▶ **EXERCISE REQUIREMENTS**
Reproduce word for word the passage of the NHTSA interpretation overview below that begins with the words containing "Understanding NHTSA’s Online" and ends with "to your situation.".

▶ **TEXT EXCERPT**

NHTSA Interpretation File Search
Overview
NHTSA's Chief Counsel interprets the statutes that the agency administers and the standards and regulations that it issues. Members of the public may submit requests for interpretation, and the Chief Counsel will respond with a letter of interpretation. These interpretation letters look at the particular facts presented in the question and explain the agency’s opinion on how the law applies given those facts. These letters of interpretation are guidance documents. They do not have the force and effect of law and are not meant to bind the public in any way. They are intended only to provide information to the public regarding existing requirements under the law or agency policies.
Understanding NHTSA’s Online Interpretation Files
NHTSA makes its letters of interpretation available to the public on this webpage.
An interpretation letter represents the opinion of the Chief Counsel based on the facts of individual cases at the time the letter was written. While these letters may be helpful in determining how the agency might answer a question that another person has if that question is similar to a previously considered question, do not assume that a prior interpretation will necessarily apply to your situation.

▶ **Records**
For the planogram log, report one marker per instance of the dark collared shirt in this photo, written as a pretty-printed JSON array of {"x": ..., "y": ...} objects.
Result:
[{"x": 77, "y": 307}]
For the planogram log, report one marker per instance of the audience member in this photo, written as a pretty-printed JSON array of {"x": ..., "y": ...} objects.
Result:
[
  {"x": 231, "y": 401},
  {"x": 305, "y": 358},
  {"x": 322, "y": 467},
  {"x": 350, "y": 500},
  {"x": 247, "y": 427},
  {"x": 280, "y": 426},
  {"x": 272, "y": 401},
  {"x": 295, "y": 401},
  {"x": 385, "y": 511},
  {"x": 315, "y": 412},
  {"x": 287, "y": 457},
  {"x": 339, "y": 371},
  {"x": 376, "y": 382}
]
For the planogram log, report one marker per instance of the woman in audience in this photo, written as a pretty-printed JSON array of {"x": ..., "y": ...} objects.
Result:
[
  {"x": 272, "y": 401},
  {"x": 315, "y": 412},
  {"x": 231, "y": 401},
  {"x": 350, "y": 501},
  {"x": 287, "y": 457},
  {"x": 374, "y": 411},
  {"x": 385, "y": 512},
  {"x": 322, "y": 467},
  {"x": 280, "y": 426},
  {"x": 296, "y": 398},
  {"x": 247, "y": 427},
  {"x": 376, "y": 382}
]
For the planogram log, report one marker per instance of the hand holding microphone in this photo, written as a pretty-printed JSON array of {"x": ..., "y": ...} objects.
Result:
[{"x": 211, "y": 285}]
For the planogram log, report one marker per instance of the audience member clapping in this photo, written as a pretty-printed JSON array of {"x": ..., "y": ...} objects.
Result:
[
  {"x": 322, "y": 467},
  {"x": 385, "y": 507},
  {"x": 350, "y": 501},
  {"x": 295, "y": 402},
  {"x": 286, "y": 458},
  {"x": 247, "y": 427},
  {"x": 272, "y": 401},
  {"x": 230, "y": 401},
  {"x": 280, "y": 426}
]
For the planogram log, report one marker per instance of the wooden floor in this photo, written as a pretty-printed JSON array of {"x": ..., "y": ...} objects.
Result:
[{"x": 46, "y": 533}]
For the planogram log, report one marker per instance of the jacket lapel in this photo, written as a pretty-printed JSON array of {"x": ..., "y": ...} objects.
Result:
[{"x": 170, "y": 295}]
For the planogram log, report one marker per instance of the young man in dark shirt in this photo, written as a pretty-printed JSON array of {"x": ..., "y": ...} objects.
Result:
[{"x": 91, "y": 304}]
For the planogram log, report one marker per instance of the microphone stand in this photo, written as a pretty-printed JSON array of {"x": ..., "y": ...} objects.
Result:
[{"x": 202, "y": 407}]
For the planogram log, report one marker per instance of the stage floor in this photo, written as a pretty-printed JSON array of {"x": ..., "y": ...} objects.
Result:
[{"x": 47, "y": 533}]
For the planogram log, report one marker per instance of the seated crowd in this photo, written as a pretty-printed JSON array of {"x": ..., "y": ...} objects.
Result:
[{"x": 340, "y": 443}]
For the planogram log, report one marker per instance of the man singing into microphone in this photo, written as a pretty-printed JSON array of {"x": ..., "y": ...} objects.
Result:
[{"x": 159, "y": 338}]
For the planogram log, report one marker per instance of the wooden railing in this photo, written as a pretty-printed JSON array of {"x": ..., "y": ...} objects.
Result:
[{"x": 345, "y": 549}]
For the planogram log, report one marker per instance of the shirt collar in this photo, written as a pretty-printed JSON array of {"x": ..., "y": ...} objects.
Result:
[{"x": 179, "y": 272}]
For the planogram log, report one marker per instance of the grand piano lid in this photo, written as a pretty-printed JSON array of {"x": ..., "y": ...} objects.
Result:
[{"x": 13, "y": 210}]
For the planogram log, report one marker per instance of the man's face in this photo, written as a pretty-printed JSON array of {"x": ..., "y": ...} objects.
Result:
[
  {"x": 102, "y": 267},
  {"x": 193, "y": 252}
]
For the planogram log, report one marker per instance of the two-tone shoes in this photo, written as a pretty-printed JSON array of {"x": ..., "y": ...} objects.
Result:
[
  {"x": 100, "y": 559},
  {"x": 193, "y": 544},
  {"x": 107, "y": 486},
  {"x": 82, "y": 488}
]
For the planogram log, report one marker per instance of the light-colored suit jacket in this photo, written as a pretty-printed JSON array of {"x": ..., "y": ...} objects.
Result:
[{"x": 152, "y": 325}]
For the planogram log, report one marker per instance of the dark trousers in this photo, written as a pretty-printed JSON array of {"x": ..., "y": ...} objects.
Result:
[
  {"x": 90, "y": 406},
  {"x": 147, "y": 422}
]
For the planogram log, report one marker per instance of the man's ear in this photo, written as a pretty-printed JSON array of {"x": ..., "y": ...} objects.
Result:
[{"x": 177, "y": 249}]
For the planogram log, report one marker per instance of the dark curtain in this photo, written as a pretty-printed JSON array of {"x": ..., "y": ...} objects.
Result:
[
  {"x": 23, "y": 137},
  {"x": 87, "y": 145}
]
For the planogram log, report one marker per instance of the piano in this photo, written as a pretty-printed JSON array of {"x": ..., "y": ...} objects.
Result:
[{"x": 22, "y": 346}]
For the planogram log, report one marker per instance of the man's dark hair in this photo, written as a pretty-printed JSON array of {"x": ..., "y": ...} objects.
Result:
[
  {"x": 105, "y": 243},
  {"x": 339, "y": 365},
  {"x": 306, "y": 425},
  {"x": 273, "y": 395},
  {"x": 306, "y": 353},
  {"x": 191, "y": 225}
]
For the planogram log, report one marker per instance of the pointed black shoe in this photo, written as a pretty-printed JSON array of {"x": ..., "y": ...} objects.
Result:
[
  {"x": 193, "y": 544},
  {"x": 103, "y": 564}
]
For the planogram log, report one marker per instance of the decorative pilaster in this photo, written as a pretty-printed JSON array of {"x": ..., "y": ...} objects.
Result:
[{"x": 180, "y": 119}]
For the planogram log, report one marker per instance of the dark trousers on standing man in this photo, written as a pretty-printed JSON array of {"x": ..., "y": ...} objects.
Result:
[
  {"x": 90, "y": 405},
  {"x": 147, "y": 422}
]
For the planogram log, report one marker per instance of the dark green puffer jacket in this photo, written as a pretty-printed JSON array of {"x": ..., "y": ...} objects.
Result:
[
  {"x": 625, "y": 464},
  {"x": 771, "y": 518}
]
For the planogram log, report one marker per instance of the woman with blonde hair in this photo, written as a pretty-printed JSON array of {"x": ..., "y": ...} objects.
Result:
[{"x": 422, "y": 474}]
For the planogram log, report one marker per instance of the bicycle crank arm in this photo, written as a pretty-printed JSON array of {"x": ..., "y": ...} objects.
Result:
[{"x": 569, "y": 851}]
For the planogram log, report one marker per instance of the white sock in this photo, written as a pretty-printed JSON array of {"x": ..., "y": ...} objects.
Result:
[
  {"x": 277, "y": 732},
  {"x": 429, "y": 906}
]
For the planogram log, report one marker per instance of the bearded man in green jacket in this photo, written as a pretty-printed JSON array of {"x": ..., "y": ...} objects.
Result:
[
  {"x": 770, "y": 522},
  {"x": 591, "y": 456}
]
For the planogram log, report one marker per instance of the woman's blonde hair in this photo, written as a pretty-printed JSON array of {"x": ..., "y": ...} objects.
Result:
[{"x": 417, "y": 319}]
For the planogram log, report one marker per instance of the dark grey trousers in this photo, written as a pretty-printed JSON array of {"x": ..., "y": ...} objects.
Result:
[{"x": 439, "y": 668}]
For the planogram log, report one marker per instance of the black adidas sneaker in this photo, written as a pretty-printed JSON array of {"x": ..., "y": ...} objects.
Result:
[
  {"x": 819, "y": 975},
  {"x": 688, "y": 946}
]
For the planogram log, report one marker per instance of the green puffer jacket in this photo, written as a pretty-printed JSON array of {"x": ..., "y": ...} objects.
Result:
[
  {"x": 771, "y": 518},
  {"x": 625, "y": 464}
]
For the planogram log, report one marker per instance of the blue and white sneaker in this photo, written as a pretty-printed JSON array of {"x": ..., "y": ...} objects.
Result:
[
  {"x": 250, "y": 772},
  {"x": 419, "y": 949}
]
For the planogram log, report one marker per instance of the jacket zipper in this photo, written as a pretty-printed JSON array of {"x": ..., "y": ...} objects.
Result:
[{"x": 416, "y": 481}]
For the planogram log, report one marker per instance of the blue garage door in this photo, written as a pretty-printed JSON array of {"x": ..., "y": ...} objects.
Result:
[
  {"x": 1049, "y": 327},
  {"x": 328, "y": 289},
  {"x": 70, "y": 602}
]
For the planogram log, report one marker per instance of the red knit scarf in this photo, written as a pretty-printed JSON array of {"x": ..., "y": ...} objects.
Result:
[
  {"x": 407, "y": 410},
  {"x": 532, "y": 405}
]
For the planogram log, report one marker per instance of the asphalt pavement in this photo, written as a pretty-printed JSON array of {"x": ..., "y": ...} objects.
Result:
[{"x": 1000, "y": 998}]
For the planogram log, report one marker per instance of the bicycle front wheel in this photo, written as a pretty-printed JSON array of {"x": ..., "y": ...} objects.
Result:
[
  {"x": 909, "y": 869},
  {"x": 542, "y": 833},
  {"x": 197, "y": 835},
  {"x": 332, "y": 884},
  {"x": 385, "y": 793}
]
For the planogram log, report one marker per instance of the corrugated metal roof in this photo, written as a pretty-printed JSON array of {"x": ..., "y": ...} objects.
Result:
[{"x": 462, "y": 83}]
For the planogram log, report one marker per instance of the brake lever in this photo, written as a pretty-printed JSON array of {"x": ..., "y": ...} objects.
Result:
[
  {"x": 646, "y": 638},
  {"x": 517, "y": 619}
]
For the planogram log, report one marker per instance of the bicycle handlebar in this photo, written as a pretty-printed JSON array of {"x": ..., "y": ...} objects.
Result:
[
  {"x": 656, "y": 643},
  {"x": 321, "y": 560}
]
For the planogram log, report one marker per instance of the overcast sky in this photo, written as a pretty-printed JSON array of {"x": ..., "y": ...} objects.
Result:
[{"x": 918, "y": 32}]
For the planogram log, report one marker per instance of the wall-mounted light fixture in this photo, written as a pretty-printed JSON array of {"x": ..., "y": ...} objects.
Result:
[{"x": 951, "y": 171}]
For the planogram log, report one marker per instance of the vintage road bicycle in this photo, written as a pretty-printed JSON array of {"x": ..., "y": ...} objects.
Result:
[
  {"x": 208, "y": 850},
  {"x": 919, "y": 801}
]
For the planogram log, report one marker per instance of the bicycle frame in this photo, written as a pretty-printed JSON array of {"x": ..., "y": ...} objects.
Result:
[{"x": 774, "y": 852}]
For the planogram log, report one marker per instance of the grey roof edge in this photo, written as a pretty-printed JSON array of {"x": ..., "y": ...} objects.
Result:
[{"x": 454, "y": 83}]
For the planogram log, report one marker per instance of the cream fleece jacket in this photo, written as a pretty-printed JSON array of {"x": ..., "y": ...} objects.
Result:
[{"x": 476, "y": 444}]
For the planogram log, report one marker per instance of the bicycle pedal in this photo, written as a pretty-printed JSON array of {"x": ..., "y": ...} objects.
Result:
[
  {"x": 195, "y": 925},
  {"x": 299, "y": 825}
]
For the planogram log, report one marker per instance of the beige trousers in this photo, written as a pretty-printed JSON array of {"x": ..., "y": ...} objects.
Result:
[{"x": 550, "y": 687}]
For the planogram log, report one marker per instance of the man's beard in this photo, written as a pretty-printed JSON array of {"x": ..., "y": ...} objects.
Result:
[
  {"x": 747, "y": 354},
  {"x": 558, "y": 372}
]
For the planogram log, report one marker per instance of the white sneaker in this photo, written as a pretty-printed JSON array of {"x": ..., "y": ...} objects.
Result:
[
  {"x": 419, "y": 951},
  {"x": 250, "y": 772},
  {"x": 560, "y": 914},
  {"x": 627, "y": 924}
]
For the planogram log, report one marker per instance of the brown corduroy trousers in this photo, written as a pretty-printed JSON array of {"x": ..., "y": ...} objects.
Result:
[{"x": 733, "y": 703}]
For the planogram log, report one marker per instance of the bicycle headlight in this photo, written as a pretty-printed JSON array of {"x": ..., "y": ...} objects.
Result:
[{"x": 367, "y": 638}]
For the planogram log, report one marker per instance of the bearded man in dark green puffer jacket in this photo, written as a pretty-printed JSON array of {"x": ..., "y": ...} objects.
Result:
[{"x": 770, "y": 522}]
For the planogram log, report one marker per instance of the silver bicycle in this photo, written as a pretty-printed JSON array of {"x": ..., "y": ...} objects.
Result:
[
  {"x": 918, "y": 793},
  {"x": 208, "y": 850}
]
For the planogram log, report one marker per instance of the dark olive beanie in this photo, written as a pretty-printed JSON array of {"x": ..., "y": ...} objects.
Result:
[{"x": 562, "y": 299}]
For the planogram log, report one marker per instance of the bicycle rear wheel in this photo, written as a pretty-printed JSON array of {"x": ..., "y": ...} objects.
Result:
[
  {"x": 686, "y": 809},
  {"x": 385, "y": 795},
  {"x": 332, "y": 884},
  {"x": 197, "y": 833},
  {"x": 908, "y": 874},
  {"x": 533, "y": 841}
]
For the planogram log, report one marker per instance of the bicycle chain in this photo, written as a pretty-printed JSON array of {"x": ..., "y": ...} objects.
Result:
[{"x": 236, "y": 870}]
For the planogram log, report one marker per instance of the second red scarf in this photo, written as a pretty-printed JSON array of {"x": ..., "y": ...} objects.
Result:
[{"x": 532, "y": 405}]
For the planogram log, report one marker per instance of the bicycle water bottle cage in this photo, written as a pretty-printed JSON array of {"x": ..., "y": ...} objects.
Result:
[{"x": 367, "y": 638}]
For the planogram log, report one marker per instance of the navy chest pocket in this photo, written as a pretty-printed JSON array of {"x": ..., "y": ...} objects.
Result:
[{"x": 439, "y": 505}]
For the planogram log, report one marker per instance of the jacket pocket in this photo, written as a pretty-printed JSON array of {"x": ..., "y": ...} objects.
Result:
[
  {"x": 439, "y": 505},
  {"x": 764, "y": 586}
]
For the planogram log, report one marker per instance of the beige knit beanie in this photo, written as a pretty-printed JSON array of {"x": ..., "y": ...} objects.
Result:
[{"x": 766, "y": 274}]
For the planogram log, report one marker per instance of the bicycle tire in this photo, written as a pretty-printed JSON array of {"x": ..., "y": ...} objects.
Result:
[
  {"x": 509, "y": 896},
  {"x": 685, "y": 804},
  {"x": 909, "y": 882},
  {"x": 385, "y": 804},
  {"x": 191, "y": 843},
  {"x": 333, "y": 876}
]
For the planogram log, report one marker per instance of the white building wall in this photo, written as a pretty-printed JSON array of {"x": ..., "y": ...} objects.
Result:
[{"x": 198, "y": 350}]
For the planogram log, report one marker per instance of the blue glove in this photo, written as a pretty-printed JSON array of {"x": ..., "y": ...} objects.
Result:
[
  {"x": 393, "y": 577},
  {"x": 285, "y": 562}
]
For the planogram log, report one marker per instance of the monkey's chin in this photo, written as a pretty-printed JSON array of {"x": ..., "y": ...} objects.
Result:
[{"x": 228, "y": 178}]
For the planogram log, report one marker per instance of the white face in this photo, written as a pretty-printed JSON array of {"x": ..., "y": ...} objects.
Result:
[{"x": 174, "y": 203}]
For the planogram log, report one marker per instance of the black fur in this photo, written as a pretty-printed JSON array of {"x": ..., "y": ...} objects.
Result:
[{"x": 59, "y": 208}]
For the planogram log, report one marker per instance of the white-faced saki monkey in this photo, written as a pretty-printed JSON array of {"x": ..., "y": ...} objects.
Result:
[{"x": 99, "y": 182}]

▶ **OUTPUT FOR THIS TASK**
Understanding NHTSA’s Online Interpretation Files
NHTSA makes its letters of interpretation available to the public on this webpage.
An interpretation letter represents the opinion of the Chief Counsel based on the facts of individual cases at the time the letter was written. While these letters may be helpful in determining how the agency might answer a question that another person has if that question is similar to a previously considered question, do not assume that a prior interpretation will necessarily apply to your situation.